* begin *
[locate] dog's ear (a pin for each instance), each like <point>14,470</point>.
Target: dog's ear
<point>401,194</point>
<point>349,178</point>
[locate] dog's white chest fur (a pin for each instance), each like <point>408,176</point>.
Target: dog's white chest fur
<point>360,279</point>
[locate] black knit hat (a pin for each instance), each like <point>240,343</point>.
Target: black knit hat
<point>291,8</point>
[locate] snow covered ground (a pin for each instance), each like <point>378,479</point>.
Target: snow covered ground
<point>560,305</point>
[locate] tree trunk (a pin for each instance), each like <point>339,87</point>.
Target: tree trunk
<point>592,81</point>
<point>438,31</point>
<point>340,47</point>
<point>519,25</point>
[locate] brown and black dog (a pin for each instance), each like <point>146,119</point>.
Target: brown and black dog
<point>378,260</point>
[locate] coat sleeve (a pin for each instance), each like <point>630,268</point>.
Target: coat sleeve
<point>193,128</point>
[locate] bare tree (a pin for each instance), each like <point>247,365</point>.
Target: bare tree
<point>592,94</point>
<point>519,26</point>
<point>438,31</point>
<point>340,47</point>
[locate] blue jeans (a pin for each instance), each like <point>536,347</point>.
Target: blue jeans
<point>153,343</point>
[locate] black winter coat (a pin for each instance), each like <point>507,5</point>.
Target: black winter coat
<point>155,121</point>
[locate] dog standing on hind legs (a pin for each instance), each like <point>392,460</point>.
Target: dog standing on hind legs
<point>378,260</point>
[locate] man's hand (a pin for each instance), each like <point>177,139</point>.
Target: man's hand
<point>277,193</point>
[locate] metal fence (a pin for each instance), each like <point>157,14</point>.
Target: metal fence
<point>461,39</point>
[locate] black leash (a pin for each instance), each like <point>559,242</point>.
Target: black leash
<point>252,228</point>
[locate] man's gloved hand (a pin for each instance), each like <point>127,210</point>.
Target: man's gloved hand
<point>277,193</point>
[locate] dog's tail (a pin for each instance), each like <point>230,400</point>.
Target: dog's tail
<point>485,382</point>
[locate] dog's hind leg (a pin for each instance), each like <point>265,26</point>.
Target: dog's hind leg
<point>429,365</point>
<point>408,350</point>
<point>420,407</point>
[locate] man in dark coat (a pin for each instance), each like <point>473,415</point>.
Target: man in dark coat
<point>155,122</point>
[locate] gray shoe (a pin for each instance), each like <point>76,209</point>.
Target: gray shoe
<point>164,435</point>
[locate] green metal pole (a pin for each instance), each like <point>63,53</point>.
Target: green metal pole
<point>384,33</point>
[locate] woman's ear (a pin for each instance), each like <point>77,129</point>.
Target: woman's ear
* end *
THE REQUEST: Reproduce every item above verbatim, line for line, with no additions, omissions, or alterations.

ANSWER TO THE EXERCISE:
[locate] dog's ear (a pin for each instance), each like <point>14,470</point>.
Target: dog's ear
<point>401,194</point>
<point>349,178</point>
[locate] dog's white chest fur (a pin for each instance), each like <point>408,176</point>.
Target: dog's white chest fur
<point>360,279</point>
[locate] black knit hat (a pin for each instance), each like <point>240,343</point>.
Target: black knit hat
<point>291,8</point>
[locate] snow covered ground (a pin for each instance), each like <point>378,479</point>.
Target: snow covered ground
<point>560,305</point>
[locate] tree trunk (a pin for each instance), each like <point>339,87</point>.
Target: tree trunk
<point>592,81</point>
<point>438,31</point>
<point>340,47</point>
<point>519,25</point>
[locate] brown and black dog (a pin for each instance), each like <point>146,119</point>.
Target: brown and black dog
<point>378,260</point>
[locate] coat sleeve (a pin for each instance), each like <point>630,268</point>.
Target: coat sleeve
<point>193,128</point>
[locate] bare tree (a pin for each instance), each like <point>247,365</point>.
Target: bare tree
<point>592,94</point>
<point>519,26</point>
<point>438,31</point>
<point>340,47</point>
[locate] blue jeans (a pin for each instance), each like <point>536,347</point>.
Target: blue jeans
<point>153,343</point>
[locate] black winter coat (a pin for each instance), each like <point>507,5</point>.
Target: black winter coat
<point>155,121</point>
[locate] dog standing on hind legs (a pin for each instance), each like <point>392,460</point>.
Target: dog standing on hind legs
<point>378,260</point>
[locate] man's hand (a pin for each instance), each like <point>177,139</point>.
Target: man's hand
<point>277,193</point>
[locate] metal fence (a pin for each instance), each like <point>157,14</point>.
Target: metal fence
<point>461,39</point>
[locate] black leash (a pin for each instance), each like <point>559,242</point>.
Target: black leash
<point>252,228</point>
[locate] man's gloved hand (a pin for each instance), each like <point>127,210</point>.
Target: man's gloved hand
<point>277,193</point>
[locate] dog's tail (a pin for each instance), each like <point>230,400</point>.
Target: dog's tail
<point>485,382</point>
[locate] dog's hind leg (a pin for each instance), each like <point>265,26</point>.
Target: dog's hind leg
<point>429,365</point>
<point>408,350</point>
<point>420,407</point>
[locate] man in dark coat (a pin for each instance), each like <point>473,415</point>.
Target: man in dark coat
<point>155,122</point>
[locate] gray shoe (a pin for each instance), each like <point>76,209</point>.
Target: gray shoe
<point>164,435</point>
[locate] green metal pole (a pin for each instance), each like <point>63,53</point>.
Target: green metal pole
<point>384,33</point>
[locate] woman's ear (a pin for each instance), each like <point>77,129</point>.
Target: woman's ear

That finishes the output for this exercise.